BRIEF ▸
The entries must be repeated verbatim, and their images left out.

PROVIDED MATERIAL ▸
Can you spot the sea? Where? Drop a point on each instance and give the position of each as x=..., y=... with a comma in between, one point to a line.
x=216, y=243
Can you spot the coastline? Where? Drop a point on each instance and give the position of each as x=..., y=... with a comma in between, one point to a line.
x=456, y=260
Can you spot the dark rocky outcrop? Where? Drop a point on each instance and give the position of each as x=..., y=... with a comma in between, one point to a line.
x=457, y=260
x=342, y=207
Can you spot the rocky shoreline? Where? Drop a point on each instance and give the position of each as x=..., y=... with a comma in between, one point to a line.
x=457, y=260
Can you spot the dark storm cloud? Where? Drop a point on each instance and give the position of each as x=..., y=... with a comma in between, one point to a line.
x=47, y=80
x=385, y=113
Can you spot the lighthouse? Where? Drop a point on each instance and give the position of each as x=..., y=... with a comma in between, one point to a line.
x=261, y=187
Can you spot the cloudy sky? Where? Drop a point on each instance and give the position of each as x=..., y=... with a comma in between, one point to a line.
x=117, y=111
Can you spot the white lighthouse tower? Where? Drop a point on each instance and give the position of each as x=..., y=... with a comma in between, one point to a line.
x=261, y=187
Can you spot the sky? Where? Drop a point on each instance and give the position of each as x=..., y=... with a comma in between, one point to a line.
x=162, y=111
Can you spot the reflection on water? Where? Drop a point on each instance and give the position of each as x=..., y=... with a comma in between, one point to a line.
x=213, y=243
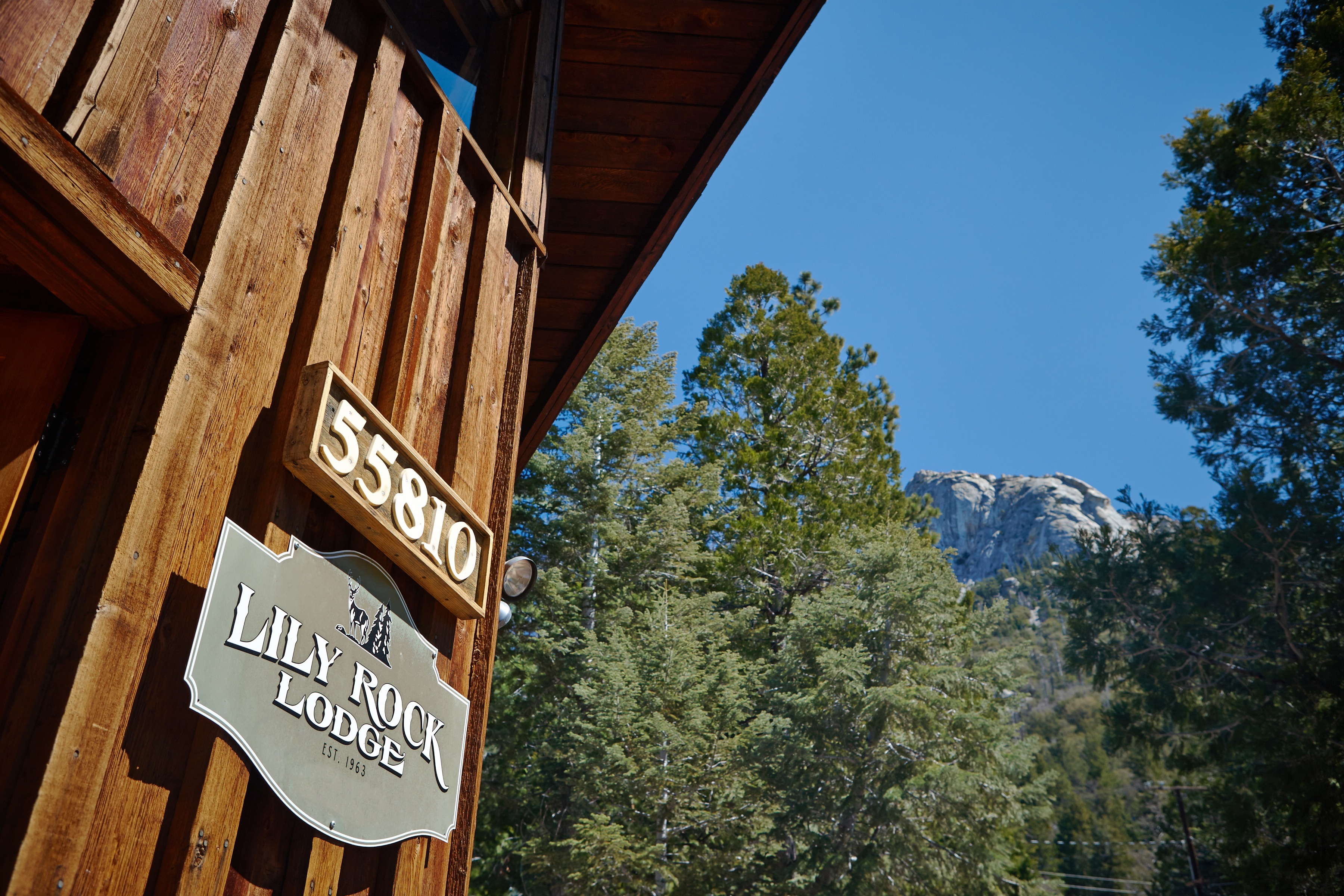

OUTPUT BELOW ▸
Can you spot the sea? Where? Drop a point on each instance and give the position of each as x=..., y=... with a comma in between, one point to a line.
x=216, y=243
Can you spot the coastline? Where? Drop a point on each instance and give the position of each as x=..., y=... with a comma in between, one point to a line.
x=456, y=260
Can you spot the dark rocky outcrop? Where? Drop a point on each instance and give the position of each as x=..., y=... with a comma in between, one point to a line.
x=457, y=260
x=342, y=207
Can you spot the rocky shoreline? Where? Drop a point on each instance and give the position of each as x=..., y=... with a comma in between, one point to a line.
x=457, y=260
Can you spot the dark storm cloud? Where? Drop a point on each instance and give the position of each as x=..., y=... with a comma in between, one point to a line.
x=47, y=80
x=385, y=113
Can you spot the lighthouse? Where? Drop a point on each instance and give the position of each as x=..., y=... with a comma in between, one point to a line.
x=261, y=187
Can you spot the cloudy sky? Where? Drop a point on each instance and give the position of each as x=..., y=... with a comma in between, one point to a line.
x=117, y=111
Can you spot the white lighthouse tower? Where? Drop a point on each instance and give the position of each as x=..., y=... with a comma in between, one point to a line.
x=261, y=187
Can you spot the sky? Where? Drop a point on each instance and give the position of each as x=..., y=... with a comma in between, one point to a line.
x=162, y=111
Can you spot the reflection on water? Where? Drop a point on each instance and give the position of each as x=..., y=... with a comma in between, one point to a line.
x=213, y=243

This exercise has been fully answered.